SOURCE EXTRACT:
+-------+

There is a lot more evidence to support this explanation. The number of negative economic developments over recent months, listed in the opening paragraphs of this article, make it difficult to understand in hindsight why more was not done to prepare public opinion and the markets for such a surprise.
Regarding the former, it is not clear what political or other kind of gain there could have been for the Government to announce such a massive change on an already shell-shocked public, and the latter has clearly been spooked by the announcement. Since last Monday week, yields on Irish Government 10-year bonds have risen by almost three-quarters of a percentage point and are now close to the peaks reached at the worst moments of the euro zone debt crisis.
In addition, when questioned by The Irish Timesyesterday, sources in Fine Gael and the Labour Party familiar with the workings of the Department of Finance expressed grave doubts about its capacity in relation to its handling of the revelation.
A third explanation is that the change was triggered by Europe. There are also strong grounds to believe that pressure from EU sources – both the European Commission and the European Central Bank – were significant, if not instrumental, in the radical change.
The announcement of the “final” costs of the bank bailouts on that dramatic day on September 30th happened to coincide with the deadline all EU countries face for the filing of full budgetary figures to the EU’s statistical agency in Luxembourg.
These figures, known as the General Government Budget Balance, are the numbers that count when it comes to any real assessment of deficits (the exchequer figures, released by the Department of Finance each month, cover much less public spending and revenue).
It was in these filings that the gigantic figure of a budget deficit of 32 per cent of GDP in 2010 was first revealed.

+-------+

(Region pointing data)
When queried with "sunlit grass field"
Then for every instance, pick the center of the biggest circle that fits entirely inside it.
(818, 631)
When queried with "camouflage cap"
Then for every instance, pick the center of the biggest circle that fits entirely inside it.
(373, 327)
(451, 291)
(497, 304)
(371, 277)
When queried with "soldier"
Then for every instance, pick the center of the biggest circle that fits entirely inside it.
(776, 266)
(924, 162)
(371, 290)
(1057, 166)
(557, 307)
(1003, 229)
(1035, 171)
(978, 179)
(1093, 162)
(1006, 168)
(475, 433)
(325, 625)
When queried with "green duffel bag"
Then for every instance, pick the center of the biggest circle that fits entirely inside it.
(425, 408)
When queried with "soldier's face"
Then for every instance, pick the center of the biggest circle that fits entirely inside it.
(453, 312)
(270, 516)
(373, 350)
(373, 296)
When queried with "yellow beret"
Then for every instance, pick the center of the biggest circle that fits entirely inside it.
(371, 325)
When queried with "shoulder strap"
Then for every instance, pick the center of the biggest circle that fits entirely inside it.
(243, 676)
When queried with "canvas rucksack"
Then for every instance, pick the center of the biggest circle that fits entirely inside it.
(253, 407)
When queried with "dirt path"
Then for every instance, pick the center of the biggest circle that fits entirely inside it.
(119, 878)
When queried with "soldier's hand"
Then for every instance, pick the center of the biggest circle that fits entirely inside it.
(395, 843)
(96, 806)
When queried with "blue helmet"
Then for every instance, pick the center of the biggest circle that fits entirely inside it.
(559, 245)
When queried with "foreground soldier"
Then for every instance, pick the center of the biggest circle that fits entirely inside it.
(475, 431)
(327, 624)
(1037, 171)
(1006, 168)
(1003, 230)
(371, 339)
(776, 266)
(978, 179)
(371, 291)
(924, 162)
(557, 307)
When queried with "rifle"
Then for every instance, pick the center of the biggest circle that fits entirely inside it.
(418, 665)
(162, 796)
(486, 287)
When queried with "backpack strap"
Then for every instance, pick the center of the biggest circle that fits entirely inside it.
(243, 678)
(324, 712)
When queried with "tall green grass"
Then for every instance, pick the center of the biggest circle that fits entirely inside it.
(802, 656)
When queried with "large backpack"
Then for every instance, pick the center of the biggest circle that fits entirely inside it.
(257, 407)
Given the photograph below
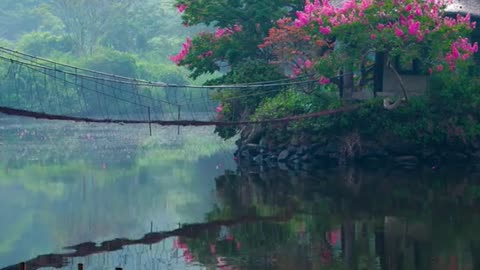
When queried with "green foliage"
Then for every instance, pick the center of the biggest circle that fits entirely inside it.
(114, 62)
(44, 43)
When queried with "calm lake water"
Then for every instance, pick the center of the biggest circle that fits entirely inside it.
(120, 198)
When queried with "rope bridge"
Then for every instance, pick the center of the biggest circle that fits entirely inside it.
(40, 88)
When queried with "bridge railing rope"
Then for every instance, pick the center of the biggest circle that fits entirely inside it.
(44, 89)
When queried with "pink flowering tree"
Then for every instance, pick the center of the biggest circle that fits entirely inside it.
(347, 35)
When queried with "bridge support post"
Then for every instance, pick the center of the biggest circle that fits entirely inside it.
(149, 122)
(178, 118)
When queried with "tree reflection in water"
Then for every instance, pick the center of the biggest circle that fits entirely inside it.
(336, 219)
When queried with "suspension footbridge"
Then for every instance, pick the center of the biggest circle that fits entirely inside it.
(44, 89)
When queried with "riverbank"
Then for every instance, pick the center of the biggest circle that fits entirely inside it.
(416, 134)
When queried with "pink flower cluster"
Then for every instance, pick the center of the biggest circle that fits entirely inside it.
(327, 15)
(183, 53)
(461, 49)
(301, 65)
(411, 21)
(181, 7)
(227, 31)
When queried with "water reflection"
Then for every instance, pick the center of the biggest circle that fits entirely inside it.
(207, 215)
(63, 183)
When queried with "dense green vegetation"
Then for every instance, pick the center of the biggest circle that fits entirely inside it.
(312, 43)
(128, 38)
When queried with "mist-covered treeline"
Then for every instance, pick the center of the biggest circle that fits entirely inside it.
(78, 31)
(132, 38)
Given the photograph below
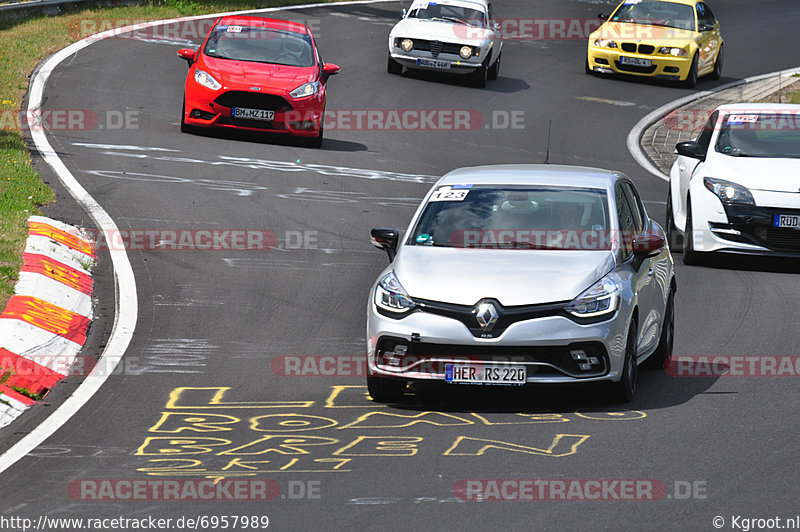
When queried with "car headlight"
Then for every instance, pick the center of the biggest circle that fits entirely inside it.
(601, 298)
(390, 295)
(206, 80)
(305, 90)
(671, 50)
(605, 43)
(729, 192)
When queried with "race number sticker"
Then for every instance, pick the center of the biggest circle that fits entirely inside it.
(449, 193)
(742, 119)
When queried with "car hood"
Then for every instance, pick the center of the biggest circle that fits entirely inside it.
(436, 30)
(513, 277)
(237, 74)
(758, 173)
(655, 35)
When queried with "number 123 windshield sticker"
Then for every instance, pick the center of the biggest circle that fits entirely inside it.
(449, 193)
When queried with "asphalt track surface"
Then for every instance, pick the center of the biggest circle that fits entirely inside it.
(216, 320)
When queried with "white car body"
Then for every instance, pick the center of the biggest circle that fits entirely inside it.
(746, 226)
(429, 34)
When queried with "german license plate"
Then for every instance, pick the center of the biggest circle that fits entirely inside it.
(635, 61)
(479, 374)
(787, 220)
(433, 63)
(252, 114)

+-------+

TASK INSTRUCTIONS:
1 – According to the bailout article, by how much have yields on Irish Government 10-year bonds risen since last Monday week?
2 – Reproduce the bailout article from "A third explanation" to "was first revealed." word for word.
The records come from a separate source unrelated to the article.

SOLUTION LIST:
1 – By almost three-quarters of a percentage point.

2 –
A third explanation is that the change was triggered by Europe. There are also strong grounds to believe that pressure from EU sources – both the European Commission and the European Central Bank – were significant, if not instrumental, in the radical change.
The announcement of the “final” costs of the bank bailouts on that dramatic day on September 30th happened to coincide with the deadline all EU countries face for the filing of full budgetary figures to the EU’s statistical agency in Luxembourg.
These figures, known as the General Government Budget Balance, are the numbers that count when it comes to any real assessment of deficits (the exchequer figures, released by the Department of Finance each month, cover much less public spending and revenue).
It was in these filings that the gigantic figure of a budget deficit of 32 per cent of GDP in 2010 was first revealed.